## Aim of the exercise
Recast each line of the data below as a Markdown table with the columns Row and Line, numbering the rows in order. Skip blank lines and leave out the pictures.

## Point labeling examples
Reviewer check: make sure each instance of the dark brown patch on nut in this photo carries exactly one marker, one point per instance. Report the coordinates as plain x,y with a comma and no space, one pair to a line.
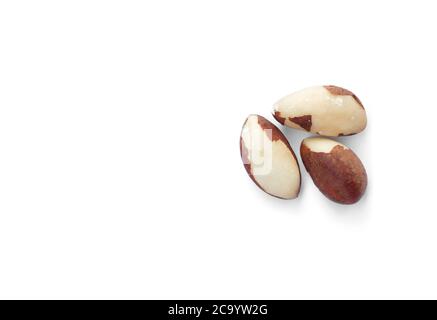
277,116
339,175
272,131
246,162
303,122
339,91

## Written solution
| Row | Line |
|---|---|
| 1 | Reviewer check: make sure each instance of the dark brown patch on nut in this photo carries exactly one marker, one point per instance. Report the coordinates as plain x,y with a comma and no space, one pair to a line. |
| 2 | 277,116 |
| 3 | 339,175 |
| 4 | 272,131 |
| 5 | 246,162 |
| 6 | 303,122 |
| 7 | 339,91 |